## Request
Count the lines in the rows below that contain the string "tree". Case counts. Reply with the number only.

+++++

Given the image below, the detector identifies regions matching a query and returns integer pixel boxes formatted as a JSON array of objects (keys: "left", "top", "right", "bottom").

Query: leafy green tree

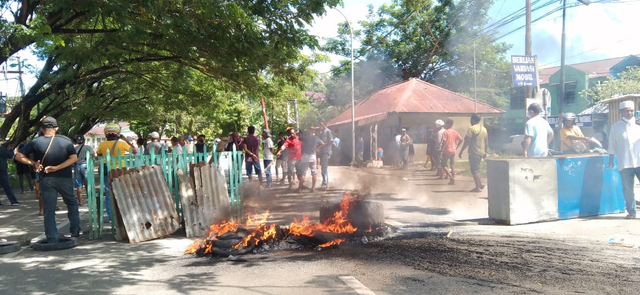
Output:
[{"left": 0, "top": 0, "right": 338, "bottom": 146}]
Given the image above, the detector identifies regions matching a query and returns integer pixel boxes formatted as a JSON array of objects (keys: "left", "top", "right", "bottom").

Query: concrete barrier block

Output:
[{"left": 487, "top": 158, "right": 558, "bottom": 224}]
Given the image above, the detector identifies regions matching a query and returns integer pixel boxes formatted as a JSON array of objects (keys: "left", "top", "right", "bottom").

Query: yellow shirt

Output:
[
  {"left": 560, "top": 125, "right": 584, "bottom": 151},
  {"left": 96, "top": 140, "right": 131, "bottom": 169},
  {"left": 466, "top": 123, "right": 487, "bottom": 156}
]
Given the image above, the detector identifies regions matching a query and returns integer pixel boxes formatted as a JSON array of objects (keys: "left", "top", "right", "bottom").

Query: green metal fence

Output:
[{"left": 87, "top": 146, "right": 243, "bottom": 239}]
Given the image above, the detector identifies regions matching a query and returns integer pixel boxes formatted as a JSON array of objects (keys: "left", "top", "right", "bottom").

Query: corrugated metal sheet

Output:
[
  {"left": 178, "top": 163, "right": 231, "bottom": 238},
  {"left": 327, "top": 79, "right": 504, "bottom": 126},
  {"left": 112, "top": 166, "right": 180, "bottom": 243}
]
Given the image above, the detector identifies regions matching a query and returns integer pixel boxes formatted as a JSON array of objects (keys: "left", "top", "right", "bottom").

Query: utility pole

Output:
[
  {"left": 558, "top": 0, "right": 567, "bottom": 130},
  {"left": 16, "top": 55, "right": 25, "bottom": 100},
  {"left": 524, "top": 0, "right": 532, "bottom": 109},
  {"left": 473, "top": 40, "right": 478, "bottom": 113}
]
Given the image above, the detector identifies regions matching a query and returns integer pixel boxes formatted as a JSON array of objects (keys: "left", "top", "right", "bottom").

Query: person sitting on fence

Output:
[
  {"left": 96, "top": 123, "right": 138, "bottom": 220},
  {"left": 171, "top": 136, "right": 184, "bottom": 155},
  {"left": 144, "top": 131, "right": 164, "bottom": 156},
  {"left": 195, "top": 134, "right": 205, "bottom": 154},
  {"left": 242, "top": 126, "right": 262, "bottom": 185},
  {"left": 73, "top": 134, "right": 96, "bottom": 206}
]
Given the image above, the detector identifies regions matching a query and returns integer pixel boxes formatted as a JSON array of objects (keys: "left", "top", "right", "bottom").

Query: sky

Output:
[
  {"left": 310, "top": 0, "right": 640, "bottom": 72},
  {"left": 0, "top": 0, "right": 640, "bottom": 96}
]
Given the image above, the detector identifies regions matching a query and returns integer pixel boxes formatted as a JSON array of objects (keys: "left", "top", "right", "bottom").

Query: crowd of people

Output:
[
  {"left": 420, "top": 114, "right": 489, "bottom": 192},
  {"left": 224, "top": 120, "right": 340, "bottom": 191},
  {"left": 5, "top": 101, "right": 640, "bottom": 243}
]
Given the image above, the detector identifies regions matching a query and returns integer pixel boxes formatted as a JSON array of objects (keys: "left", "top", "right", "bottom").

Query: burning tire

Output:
[
  {"left": 31, "top": 238, "right": 78, "bottom": 251},
  {"left": 320, "top": 200, "right": 384, "bottom": 231},
  {"left": 0, "top": 242, "right": 20, "bottom": 254}
]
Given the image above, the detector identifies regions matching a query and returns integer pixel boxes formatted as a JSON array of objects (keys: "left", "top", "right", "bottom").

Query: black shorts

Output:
[{"left": 469, "top": 154, "right": 482, "bottom": 174}]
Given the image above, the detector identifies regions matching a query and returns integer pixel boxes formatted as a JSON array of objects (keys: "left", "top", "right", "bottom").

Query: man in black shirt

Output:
[{"left": 16, "top": 117, "right": 80, "bottom": 243}]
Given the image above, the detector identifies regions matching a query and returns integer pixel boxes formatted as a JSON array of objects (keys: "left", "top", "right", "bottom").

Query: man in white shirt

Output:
[
  {"left": 524, "top": 102, "right": 553, "bottom": 158},
  {"left": 262, "top": 129, "right": 273, "bottom": 187},
  {"left": 607, "top": 101, "right": 640, "bottom": 218}
]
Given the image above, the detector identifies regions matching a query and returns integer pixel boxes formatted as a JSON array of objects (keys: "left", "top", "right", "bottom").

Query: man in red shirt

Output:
[
  {"left": 276, "top": 127, "right": 302, "bottom": 189},
  {"left": 442, "top": 119, "right": 462, "bottom": 185}
]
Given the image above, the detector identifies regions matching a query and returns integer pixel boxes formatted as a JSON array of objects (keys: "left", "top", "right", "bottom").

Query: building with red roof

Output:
[{"left": 327, "top": 79, "right": 505, "bottom": 162}]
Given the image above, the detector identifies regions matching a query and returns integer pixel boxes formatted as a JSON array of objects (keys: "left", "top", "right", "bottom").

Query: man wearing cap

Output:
[
  {"left": 433, "top": 119, "right": 446, "bottom": 179},
  {"left": 607, "top": 101, "right": 640, "bottom": 218},
  {"left": 171, "top": 136, "right": 184, "bottom": 155},
  {"left": 318, "top": 119, "right": 333, "bottom": 189},
  {"left": 296, "top": 127, "right": 324, "bottom": 192},
  {"left": 276, "top": 127, "right": 302, "bottom": 189},
  {"left": 96, "top": 123, "right": 138, "bottom": 220},
  {"left": 16, "top": 117, "right": 80, "bottom": 243},
  {"left": 144, "top": 131, "right": 163, "bottom": 155},
  {"left": 242, "top": 126, "right": 262, "bottom": 185},
  {"left": 400, "top": 128, "right": 411, "bottom": 169},
  {"left": 524, "top": 102, "right": 553, "bottom": 158},
  {"left": 262, "top": 129, "right": 273, "bottom": 187},
  {"left": 458, "top": 114, "right": 489, "bottom": 193}
]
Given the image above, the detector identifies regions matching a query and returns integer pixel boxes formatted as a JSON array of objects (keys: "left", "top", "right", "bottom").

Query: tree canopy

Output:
[{"left": 0, "top": 0, "right": 338, "bottom": 143}]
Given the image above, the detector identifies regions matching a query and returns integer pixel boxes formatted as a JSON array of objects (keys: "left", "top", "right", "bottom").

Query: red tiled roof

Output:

+++++

## Correct result
2